> SOURCE PASSAGE
┌──

The first edition was published by Thomas Dunne/St Martins Press in March 2010 under the title Dining with al-Qaeda: Three Decades Exploring the Many Worlds of the Middle East.
Dining with al-Qaeda out in a new, updated UK paperback
The updated, UK paperback edition of Dining with al-Qaeda is out! The book has a new subtitle “Making Sense of the Middle East”, a striking new cover and inside cover artwork from the Naranjestan Palace in Shiraz, Iran.
The only way to buy this edition is by messaging me here (hughpopebooks@gmail.com). The book costs £22/€26/$31. Sending to an address in the UK adds £3 in postage, making £25. For sending to an address in Europe and the rest of the world, the cost including postage is £39/€43/$50. (The previous US rate is now no longer valid after changes in postage rates). Registered post is 5 euros extra. Payment can be made by Paypal or bank transfer in the UK, EU, Turkey or the US. Typically, delivery is made in about 10 days.
Encouraged by praise from Publisher’s Weekly for the first edition’s 40 “exquisite photographs”, I’ve added another 50 of my favourite black and white images and given them all more space. Fine-tuned and rearranged by designer Kjell Olsson, they now pop out of the page on sleek 100g white paper. The new text also now uses British English spelling, has a larger and smoother typeface and, whisper it, has bid farewell to most of the U.S. edition’s Oxford commas.
There’s a new prologue too, explaining the other reason I’m putting the book back into wider circulation: I think it is still as relevant as it was in 2010. I’ve added a few lines here and there to underline that point from time to time. But Dining with al-Qaeda remains a personal bildungsroman based on my three decades of exploration, adventures and newspaper reporting in the region. I wrote it to give readers a feeling for Middle Eastern peoples, places and dynamics, not to detail a blow-by-blow account of the latest news.

└──

> RECORD EXCERPTS
┌──

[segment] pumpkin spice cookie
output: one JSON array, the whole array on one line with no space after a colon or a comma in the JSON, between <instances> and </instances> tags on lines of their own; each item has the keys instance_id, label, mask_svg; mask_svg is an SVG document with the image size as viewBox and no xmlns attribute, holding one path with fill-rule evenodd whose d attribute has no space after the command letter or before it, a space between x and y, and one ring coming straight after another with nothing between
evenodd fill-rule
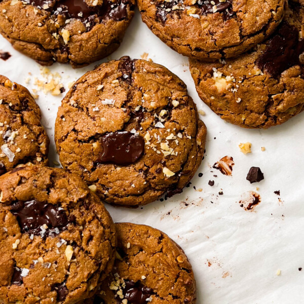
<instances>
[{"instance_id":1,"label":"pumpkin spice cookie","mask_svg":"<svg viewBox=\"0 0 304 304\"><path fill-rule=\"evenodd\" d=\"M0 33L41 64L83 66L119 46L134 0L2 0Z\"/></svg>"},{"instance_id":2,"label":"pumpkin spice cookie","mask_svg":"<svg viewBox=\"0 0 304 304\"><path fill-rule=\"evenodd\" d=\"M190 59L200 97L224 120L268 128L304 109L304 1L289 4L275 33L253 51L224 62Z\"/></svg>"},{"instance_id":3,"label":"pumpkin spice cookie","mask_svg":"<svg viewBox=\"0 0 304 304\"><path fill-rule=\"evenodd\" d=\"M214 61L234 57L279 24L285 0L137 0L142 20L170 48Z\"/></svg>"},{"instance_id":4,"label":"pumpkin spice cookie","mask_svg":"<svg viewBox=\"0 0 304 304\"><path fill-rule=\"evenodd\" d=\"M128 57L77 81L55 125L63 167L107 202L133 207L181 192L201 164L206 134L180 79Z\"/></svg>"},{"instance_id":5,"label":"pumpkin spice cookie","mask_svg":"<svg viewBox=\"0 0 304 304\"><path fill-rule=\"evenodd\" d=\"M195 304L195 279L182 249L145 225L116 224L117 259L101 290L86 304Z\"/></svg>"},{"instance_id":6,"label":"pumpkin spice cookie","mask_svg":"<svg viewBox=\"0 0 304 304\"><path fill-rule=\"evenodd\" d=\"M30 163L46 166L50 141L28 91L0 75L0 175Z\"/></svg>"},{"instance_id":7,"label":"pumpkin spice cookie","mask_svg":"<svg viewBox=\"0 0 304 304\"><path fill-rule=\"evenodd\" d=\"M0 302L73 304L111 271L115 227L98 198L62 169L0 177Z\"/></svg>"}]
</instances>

└──
┌──

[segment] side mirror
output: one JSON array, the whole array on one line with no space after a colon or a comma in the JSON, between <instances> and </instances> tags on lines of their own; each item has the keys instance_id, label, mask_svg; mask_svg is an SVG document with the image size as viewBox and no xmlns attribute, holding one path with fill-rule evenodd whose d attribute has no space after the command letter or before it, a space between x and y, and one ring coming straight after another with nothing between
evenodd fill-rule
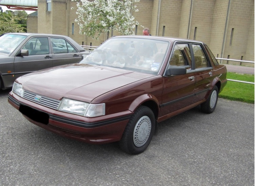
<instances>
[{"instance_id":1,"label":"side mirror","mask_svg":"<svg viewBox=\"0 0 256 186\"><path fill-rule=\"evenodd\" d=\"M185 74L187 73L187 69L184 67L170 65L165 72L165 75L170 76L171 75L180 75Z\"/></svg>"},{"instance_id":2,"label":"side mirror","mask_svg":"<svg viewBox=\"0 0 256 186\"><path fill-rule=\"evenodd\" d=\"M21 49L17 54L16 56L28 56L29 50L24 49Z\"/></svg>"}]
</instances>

└──
┌──

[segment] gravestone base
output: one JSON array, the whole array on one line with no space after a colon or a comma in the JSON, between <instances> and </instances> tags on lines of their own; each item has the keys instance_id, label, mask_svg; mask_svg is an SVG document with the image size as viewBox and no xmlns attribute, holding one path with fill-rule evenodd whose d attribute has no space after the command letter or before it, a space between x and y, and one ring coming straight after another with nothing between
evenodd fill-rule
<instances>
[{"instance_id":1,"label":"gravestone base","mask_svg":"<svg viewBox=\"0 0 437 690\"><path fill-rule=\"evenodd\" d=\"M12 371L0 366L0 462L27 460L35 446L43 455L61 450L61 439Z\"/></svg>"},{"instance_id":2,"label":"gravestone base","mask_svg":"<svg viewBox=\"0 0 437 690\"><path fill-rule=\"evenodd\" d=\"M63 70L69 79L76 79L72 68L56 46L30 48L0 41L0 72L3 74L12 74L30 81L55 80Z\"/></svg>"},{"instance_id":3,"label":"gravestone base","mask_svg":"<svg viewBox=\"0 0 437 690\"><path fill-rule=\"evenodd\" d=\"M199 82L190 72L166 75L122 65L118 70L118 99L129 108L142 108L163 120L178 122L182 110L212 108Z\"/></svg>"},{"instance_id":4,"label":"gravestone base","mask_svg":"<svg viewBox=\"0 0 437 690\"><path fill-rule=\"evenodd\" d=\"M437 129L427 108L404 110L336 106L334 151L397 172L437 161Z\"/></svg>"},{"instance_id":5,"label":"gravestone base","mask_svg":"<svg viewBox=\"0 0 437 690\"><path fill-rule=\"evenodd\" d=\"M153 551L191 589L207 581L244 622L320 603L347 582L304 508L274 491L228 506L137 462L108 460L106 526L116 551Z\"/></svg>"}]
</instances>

└──

> SHORT PROBLEM 1
In the Dining with al-Qaeda passage, who fine-tuned and rearranged the black and white images?
> SHORT PROBLEM 2
Pick up the Dining with al-Qaeda passage after its final sentence and carry it on.
The entries stand apart from the Dining with al-Qaeda passage and are separate material.

> OUTPUT 1
Designer Kjell Olsson.

> OUTPUT 2
Focused as it was on describing the Middle East as I lived it, including previous “springtimes” of democratic hope, the first edition was not about the Arab uprisings that began a couple of years after I finished the original text. But the underlying need for more understanding is just as urgent today as then. The turmoil of the past decade – popular hopes for greater freedoms, grim repressions and wars – follows pre-existing patterns that are the warp and weft of this volume.
“[Dining with al-Qaeda is] among the handful of books that explain the road that led [to 2011’s Arab Uprisings]. This book is recommended not just for its easy readability and its rich colours [but also] as an introduction to how stories become articles … particularly impressive is his skill in presenting the various sides, for example seeing the same event from Palestinian and Israeli, or through Arab and American eyes.”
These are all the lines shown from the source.